Atlantic Summer
On things that settle only when they're ready
Atlantic Summer A cool Atlantic summer whispers in fern curls and unruly cloud swirls; wind flirting with silk skirt, pinned by a book, unopened, as my berry-stained mouth drinks its words. Swallows dart overhead, forked tails cutting the air scented with vervain and sweet mint, and dust — settling on boreens after rain, like seasons settle on my soulprint. — 17 June 2026 Text + Soul © Lana E. Taylor Steal my breath, not my words. ᚂᚐᚅᚐ ᚈᚐᚔᚂᚑᚏ
The poem that took a while to arrive, just like the Atlantic summer does.
It’s been sitting in my drafts since June 1st.
First, a line. Then two.
Then almost the entire stanza. Rewritten five times.
Then the full stanza plus one line of the second — this last configuration sat in my drafts for a week. And none of it rushed to settle.
If I told you I don’t miss writing full time — a poem, two, or even three a day — I would be a liar.
I miss it.

- DIRECTION 1 -
Convert the stretch of records from the line containing "Quick question about the image above: does any beach umbrella" through the line containing "0 232 574 308" into a Markdown table with the columns Row and Line, leaving out any blank lines.

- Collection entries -
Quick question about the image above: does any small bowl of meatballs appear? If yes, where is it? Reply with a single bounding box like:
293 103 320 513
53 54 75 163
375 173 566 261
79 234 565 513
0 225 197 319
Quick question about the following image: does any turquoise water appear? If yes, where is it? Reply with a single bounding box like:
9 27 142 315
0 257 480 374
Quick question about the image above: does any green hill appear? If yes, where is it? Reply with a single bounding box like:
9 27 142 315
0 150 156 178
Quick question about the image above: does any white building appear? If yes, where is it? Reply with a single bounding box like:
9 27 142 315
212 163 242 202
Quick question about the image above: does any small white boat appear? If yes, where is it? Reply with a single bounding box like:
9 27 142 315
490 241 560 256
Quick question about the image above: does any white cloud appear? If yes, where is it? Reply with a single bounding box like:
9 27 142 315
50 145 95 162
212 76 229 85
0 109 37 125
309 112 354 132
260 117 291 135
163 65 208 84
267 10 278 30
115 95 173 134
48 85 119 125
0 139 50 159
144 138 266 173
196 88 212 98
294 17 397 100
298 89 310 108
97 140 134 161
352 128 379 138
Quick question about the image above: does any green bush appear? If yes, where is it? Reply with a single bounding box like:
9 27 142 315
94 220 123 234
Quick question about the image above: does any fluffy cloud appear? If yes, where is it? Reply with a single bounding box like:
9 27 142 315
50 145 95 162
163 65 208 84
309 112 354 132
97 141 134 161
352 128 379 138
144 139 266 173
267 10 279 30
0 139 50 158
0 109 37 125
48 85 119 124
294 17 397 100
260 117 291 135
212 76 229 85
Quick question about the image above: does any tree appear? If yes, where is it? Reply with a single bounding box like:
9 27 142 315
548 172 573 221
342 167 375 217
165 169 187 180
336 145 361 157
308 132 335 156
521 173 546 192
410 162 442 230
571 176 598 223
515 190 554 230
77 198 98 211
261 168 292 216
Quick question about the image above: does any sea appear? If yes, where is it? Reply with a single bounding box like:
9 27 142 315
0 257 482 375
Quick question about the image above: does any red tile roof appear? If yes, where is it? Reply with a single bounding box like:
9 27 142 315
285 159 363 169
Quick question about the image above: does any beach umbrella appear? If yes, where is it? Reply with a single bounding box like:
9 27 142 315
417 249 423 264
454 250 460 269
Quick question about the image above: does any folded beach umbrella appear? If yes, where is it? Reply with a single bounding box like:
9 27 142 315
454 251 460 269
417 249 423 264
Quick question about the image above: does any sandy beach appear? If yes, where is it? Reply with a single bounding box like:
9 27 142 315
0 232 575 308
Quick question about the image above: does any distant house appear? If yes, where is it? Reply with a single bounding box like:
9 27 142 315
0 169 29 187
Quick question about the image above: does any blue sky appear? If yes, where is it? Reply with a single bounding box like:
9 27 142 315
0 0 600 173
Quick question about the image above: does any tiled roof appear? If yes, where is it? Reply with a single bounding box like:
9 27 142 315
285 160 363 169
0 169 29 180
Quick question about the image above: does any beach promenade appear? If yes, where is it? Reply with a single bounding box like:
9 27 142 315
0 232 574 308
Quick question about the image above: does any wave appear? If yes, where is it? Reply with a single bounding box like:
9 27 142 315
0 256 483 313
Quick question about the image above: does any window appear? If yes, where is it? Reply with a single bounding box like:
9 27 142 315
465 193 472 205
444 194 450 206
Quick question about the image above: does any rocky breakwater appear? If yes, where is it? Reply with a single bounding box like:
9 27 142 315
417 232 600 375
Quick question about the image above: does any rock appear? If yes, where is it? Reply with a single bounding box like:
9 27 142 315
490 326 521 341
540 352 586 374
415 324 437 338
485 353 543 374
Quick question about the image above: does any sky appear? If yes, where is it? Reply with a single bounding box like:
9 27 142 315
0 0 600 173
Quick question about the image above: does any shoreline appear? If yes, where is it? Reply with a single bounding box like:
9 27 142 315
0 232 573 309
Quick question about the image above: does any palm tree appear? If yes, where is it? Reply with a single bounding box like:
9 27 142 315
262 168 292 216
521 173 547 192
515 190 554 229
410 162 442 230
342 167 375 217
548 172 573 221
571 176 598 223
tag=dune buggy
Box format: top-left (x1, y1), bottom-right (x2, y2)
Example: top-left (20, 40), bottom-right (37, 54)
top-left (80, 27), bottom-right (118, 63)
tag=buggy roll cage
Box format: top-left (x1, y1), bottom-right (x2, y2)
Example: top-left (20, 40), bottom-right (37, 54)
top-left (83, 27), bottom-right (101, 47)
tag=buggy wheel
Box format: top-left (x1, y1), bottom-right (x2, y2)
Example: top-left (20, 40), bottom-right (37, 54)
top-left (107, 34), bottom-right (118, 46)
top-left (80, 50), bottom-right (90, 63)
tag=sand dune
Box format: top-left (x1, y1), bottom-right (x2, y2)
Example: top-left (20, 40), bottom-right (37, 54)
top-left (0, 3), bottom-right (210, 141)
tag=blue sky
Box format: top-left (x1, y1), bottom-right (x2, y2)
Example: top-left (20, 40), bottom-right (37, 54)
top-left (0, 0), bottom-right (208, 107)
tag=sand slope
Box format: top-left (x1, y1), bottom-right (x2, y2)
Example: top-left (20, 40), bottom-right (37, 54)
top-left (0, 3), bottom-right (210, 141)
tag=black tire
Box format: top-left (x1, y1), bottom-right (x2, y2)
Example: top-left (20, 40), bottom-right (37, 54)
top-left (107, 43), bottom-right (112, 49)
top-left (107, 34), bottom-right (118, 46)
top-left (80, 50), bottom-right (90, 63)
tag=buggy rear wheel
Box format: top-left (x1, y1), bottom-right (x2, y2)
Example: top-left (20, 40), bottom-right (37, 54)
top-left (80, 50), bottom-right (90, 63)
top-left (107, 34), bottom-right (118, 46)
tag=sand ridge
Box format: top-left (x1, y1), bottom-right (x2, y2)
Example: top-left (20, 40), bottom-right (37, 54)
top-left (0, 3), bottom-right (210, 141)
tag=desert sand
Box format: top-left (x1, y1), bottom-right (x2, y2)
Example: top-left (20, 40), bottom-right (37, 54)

- DIRECTION 2 -
Set down the full Atlantic Summer piece word for word.

- COMPLETE RESPONSE 1 -
| Row | Line |
|---|---|
| 1 | Quick question about the image above: does any beach umbrella appear? If yes, where is it? Reply with a single bounding box like: |
| 2 | 9 27 142 315 |
| 3 | 417 249 423 264 |
| 4 | 454 250 460 269 |
| 5 | Quick question about the image above: does any folded beach umbrella appear? If yes, where is it? Reply with a single bounding box like: |
| 6 | 9 27 142 315 |
| 7 | 454 251 460 269 |
| 8 | 417 249 423 264 |
| 9 | Quick question about the image above: does any sandy beach appear? If yes, where is it? Reply with a single bounding box like: |
| 10 | 9 27 142 315 |
| 11 | 0 232 575 308 |
| 12 | Quick question about the image above: does any distant house appear? If yes, where is it? Reply with a single bounding box like: |
| 13 | 9 27 142 315 |
| 14 | 0 169 29 187 |
| 15 | Quick question about the image above: does any blue sky appear? If yes, where is it? Reply with a single bounding box like: |
| 16 | 9 27 142 315 |
| 17 | 0 0 600 173 |
| 18 | Quick question about the image above: does any tiled roof appear? If yes, where is it? Reply with a single bounding box like: |
| 19 | 9 27 142 315 |
| 20 | 285 160 363 169 |
| 21 | 0 169 29 180 |
| 22 | Quick question about the image above: does any beach promenade appear? If yes, where is it? Reply with a single bounding box like: |
| 23 | 9 27 142 315 |
| 24 | 0 232 574 308 |

- COMPLETE RESPONSE 2 -
Atlantic Summer
On things that settle only when they're ready
Atlantic Summer A cool Atlantic summer whispers in fern curls and unruly cloud swirls; wind flirting with silk skirt, pinned by a book, unopened, as my berry-stained mouth drinks its words. Swallows dart overhead, forked tails cutting the air scented with vervain and sweet mint, and dust — settling on boreens after rain, like seasons settle on my soulprint. — 17 June 2026 Text + Soul © Lana E. Taylor Steal my breath, not my words. ᚂᚐᚅᚐ ᚈᚐᚔᚂᚑᚏ
The poem that took a while to arrive, just like the Atlantic summer does.
It’s been sitting in my drafts since June 1st.
First, a line. Then two.
Then almost the entire stanza. Rewritten five times.
Then the full stanza plus one line of the second — this last configuration sat in my drafts for a week. And none of it rushed to settle.
If I told you I don’t miss writing full time — a poem, two, or even three a day — I would be a liar.
I miss it.